__What you will do__
Reproduce the following lines verbatim.

__Excerpted records__
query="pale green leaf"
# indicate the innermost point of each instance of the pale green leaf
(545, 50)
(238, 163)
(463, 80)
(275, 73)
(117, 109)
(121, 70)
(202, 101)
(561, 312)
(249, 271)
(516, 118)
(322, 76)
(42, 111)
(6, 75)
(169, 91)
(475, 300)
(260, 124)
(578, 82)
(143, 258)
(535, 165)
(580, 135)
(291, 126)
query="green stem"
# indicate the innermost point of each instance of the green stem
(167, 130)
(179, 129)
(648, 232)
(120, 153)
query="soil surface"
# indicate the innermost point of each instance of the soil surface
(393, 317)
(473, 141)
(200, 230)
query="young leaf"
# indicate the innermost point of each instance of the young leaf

__Full solution__
query="pale green leaf"
# indicate the innermost point of each instance of the pale green leaf
(545, 50)
(238, 163)
(463, 80)
(275, 73)
(117, 109)
(121, 70)
(202, 101)
(561, 312)
(249, 271)
(516, 118)
(322, 76)
(42, 111)
(6, 75)
(169, 91)
(475, 300)
(260, 124)
(578, 82)
(143, 258)
(535, 165)
(580, 135)
(291, 126)
query="green stem"
# indicate the innermost point of each instance of the green stem
(167, 130)
(179, 129)
(648, 232)
(120, 153)
query="soil surface"
# indicate the innermost point of each instance of the soil surface
(393, 317)
(473, 141)
(200, 230)
query="young leaf"
# indicate the innermost point of each instance of the young leaf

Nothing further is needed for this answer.